**Work order 1:**
Answer these questions from the news item on the Nauru 19 convictions:
(a) What were the protesters charged with?
(b) Which judge presided at their trial?
(c) According to Stephen Lawrence, what were the convictions all about?
**Work order 2:** Please write the next part of the news item on the Nauru 19 convictions, beginning after its final sentence.

**Text:**
Segment Open
The conviction of 12 Nauruan dissidents is "appalling", an Australian barrister says.
The last of the group of Nauru anti-government protesters, known as the 'Nauru 19', were charged with rioting and disturbing the legislature over a protest more than four years ago.
They have been convicted and are in custody awaiting sentence.
Last year, the group was granted a permanent stay on the grounds they couldn't get a fair trial because of government interference in the judiciary.
That was over-ruled and when they went to trial before Justice Daniel Fatiaki they were denied legal representation.
Stephen Lawrence said the convictions were all about politics.
"Daniel Fatiaki is in many ways not acting in the role of a judge in Nauru, he is a hired gun, who has been brought in to do a job. It really is appalling, a parody of justice - in no way a true criminal trial."
Segment Closed
**Collected data:**
Segment Open
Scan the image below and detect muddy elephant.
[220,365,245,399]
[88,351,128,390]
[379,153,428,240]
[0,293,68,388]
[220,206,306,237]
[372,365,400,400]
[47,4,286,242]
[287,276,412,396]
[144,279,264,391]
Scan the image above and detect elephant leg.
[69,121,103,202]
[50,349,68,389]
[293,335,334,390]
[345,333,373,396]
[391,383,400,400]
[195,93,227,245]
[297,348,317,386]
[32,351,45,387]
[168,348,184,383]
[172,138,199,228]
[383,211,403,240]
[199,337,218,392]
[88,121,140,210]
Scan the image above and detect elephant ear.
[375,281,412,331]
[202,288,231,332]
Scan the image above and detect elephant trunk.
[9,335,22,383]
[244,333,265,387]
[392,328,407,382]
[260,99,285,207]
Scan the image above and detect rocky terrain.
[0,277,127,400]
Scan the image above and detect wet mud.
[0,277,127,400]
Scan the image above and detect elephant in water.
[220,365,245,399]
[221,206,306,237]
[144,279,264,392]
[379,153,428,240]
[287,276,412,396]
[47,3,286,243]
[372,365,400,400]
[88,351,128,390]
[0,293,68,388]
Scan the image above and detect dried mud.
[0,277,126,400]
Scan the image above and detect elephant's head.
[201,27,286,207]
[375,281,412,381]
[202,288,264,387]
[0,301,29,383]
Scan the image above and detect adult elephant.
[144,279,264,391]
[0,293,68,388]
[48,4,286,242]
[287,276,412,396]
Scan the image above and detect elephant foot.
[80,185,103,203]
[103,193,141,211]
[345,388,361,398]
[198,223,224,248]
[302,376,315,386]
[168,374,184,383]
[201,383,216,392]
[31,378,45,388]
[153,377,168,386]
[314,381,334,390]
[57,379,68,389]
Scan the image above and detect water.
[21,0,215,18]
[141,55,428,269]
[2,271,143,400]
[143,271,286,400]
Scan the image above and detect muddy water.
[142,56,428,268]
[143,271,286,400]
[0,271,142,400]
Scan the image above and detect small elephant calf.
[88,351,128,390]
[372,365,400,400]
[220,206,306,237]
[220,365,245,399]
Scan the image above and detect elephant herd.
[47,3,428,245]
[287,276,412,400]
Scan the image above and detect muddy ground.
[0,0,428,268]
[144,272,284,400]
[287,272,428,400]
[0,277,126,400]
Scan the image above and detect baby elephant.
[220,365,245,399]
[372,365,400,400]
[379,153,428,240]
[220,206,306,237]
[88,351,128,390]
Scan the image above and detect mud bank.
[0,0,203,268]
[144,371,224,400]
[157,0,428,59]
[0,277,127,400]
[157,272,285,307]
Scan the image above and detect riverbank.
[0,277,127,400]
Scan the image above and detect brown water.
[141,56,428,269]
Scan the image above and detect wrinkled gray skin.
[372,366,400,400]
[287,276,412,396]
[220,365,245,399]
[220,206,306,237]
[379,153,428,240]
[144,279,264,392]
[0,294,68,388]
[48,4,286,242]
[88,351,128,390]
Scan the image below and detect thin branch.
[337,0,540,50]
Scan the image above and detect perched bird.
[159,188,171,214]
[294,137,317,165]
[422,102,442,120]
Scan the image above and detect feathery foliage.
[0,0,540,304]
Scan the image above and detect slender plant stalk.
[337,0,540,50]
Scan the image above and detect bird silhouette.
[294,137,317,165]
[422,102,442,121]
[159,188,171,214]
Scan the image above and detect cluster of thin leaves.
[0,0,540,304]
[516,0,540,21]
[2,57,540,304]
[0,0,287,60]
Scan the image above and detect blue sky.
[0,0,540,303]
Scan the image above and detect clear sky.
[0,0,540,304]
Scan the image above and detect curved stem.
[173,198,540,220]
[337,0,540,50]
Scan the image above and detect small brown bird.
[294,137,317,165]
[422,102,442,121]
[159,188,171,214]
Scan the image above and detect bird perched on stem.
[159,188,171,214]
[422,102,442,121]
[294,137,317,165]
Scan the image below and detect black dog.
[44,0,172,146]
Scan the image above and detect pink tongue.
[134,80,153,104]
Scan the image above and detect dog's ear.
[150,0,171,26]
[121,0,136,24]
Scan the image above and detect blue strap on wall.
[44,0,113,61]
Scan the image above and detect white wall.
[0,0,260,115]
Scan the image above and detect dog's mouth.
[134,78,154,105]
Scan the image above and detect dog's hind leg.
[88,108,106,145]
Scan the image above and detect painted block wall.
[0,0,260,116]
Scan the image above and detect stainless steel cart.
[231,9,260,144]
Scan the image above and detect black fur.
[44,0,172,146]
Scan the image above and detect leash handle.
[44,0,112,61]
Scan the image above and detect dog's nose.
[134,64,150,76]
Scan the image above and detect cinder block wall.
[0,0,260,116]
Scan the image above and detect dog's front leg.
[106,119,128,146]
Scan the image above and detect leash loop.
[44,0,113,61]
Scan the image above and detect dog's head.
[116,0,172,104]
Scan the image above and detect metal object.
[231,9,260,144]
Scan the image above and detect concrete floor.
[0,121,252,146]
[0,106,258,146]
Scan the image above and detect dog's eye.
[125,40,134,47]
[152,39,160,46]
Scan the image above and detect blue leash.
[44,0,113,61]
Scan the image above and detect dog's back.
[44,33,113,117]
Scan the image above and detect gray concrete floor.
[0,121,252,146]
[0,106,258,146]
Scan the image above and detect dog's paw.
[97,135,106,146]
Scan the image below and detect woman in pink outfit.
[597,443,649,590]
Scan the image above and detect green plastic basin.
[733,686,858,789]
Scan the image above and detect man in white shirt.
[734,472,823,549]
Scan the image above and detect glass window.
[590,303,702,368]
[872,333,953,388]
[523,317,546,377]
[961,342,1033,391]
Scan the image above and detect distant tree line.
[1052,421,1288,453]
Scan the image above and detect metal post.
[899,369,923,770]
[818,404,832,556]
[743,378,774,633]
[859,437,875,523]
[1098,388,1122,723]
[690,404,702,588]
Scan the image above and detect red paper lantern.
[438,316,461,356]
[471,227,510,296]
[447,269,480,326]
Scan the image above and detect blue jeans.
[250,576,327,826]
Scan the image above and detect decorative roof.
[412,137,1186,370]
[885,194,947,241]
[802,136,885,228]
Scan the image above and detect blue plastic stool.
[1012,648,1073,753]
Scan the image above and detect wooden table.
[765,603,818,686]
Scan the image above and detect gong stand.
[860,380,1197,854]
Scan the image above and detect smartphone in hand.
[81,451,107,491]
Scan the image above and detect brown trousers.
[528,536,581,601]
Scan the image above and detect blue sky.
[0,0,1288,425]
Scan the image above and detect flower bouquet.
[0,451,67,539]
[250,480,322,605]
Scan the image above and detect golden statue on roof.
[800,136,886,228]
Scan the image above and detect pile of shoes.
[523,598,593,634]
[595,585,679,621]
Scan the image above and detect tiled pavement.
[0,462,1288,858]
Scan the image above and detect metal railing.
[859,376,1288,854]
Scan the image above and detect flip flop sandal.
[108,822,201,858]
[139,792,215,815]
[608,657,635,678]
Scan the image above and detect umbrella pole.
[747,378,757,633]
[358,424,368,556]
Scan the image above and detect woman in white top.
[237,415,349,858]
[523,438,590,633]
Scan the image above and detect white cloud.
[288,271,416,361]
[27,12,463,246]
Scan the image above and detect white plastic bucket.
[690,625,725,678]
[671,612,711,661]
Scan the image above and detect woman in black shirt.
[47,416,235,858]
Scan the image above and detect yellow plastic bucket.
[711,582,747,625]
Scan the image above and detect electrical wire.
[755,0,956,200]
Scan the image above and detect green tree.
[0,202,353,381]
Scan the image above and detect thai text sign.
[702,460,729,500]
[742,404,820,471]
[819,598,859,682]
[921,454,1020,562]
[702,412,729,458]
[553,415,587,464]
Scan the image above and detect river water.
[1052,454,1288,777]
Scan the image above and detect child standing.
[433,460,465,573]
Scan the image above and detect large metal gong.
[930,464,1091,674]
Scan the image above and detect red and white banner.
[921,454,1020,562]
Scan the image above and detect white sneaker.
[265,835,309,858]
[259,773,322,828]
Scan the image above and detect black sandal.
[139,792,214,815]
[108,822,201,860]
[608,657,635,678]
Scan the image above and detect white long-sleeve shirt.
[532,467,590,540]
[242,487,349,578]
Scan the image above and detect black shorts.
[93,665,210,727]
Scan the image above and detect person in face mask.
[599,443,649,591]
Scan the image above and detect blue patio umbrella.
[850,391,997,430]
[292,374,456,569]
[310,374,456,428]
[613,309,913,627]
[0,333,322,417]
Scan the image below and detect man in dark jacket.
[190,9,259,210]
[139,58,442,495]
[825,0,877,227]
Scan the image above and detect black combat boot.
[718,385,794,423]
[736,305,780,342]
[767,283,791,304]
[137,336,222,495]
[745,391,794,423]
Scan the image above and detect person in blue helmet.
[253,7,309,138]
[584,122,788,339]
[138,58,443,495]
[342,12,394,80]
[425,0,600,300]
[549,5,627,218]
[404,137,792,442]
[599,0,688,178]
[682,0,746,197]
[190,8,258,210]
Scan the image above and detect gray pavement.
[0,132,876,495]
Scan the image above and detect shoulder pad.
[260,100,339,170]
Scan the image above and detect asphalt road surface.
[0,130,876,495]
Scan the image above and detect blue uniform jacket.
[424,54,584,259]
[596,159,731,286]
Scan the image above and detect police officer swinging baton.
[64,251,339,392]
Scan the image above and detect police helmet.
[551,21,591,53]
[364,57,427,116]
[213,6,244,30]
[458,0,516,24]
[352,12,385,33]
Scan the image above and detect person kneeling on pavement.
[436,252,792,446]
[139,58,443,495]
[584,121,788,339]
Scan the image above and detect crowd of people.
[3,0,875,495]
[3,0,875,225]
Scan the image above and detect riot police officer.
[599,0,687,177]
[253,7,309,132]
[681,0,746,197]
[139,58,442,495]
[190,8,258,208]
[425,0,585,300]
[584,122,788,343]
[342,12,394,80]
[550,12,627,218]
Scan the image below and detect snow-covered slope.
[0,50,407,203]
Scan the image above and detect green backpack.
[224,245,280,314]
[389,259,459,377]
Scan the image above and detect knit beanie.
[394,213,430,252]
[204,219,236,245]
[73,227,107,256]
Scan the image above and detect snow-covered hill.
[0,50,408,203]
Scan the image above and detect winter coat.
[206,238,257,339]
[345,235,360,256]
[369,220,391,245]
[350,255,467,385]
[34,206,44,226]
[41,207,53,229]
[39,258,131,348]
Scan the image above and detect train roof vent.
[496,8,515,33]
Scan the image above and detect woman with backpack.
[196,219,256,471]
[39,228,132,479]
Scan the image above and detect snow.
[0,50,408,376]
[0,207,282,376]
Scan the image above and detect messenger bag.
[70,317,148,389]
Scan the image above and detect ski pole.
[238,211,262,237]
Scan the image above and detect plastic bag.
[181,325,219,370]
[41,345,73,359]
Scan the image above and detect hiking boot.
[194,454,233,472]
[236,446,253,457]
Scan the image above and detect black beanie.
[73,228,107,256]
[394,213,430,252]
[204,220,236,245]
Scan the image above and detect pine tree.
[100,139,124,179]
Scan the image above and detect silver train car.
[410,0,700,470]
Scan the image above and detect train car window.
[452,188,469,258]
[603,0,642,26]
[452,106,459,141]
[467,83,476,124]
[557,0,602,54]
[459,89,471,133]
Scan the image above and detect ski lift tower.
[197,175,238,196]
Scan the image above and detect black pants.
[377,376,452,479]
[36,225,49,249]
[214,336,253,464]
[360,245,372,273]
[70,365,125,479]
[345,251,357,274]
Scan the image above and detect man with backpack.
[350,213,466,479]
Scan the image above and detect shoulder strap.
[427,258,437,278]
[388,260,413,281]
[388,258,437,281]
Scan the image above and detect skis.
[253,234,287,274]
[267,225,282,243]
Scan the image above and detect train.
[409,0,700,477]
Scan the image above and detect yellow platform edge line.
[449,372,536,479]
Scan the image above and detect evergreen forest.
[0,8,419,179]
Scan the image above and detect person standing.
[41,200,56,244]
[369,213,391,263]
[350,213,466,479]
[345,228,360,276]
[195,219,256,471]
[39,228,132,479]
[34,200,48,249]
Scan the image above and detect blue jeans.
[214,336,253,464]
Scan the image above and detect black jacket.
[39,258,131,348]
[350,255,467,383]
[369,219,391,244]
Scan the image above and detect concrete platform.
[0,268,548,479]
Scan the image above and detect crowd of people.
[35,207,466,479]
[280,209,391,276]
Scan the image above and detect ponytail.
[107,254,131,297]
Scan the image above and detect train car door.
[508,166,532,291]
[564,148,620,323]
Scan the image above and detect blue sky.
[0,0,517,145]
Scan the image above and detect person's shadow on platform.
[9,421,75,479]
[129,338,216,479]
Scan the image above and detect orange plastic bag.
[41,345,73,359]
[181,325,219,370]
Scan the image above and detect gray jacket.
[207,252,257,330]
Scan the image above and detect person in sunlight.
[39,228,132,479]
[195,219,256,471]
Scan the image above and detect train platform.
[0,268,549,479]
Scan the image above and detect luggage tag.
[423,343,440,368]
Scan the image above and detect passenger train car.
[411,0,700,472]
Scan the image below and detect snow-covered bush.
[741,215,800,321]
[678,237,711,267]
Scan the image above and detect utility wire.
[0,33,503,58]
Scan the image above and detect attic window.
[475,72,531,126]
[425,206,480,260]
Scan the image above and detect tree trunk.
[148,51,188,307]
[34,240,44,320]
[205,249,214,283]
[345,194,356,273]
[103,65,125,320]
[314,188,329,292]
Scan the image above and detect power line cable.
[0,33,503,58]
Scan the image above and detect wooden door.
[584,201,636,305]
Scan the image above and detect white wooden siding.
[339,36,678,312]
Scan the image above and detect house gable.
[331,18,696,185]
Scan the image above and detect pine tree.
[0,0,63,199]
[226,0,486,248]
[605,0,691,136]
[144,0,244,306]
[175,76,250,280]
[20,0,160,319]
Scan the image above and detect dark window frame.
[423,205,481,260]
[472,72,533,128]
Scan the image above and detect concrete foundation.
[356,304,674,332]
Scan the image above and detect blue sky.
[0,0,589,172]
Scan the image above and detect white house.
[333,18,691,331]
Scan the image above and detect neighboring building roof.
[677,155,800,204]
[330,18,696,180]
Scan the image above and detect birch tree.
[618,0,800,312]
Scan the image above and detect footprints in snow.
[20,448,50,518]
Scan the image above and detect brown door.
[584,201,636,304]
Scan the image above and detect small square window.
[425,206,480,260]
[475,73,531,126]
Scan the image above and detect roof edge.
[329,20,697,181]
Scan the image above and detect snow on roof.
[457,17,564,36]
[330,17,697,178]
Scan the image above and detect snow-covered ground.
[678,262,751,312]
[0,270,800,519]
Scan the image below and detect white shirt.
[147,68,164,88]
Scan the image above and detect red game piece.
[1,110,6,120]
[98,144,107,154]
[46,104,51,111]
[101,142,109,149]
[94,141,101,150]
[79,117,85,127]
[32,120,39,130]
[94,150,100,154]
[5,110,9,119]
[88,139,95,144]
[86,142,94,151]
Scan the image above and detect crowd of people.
Segment Closed
**Response area 1:**
(a) Rioting and disturbing the legislature.
(b) Justice Daniel Fatiaki.
(c) Politics.

**Response area 2:**
Mr Lawrence was part of a team of lawyers which had been working with the Nauru 19 pro bono for several years, but was unable to represent them in the just-completed trial.
The other members of the Nauru 19 include three who went overseas, one of who was former president Sprent Dabwido, who died earlier this year of cancer.
His death has been blamed on the Nauru Government, which had delayed Mr Dabwido's departure for overseas medical treatment.
Two others, including another former MP, Squire Jeremiah, are now seeking political asylum in Australia.
Another four had earlier pleaded guilty to the charges.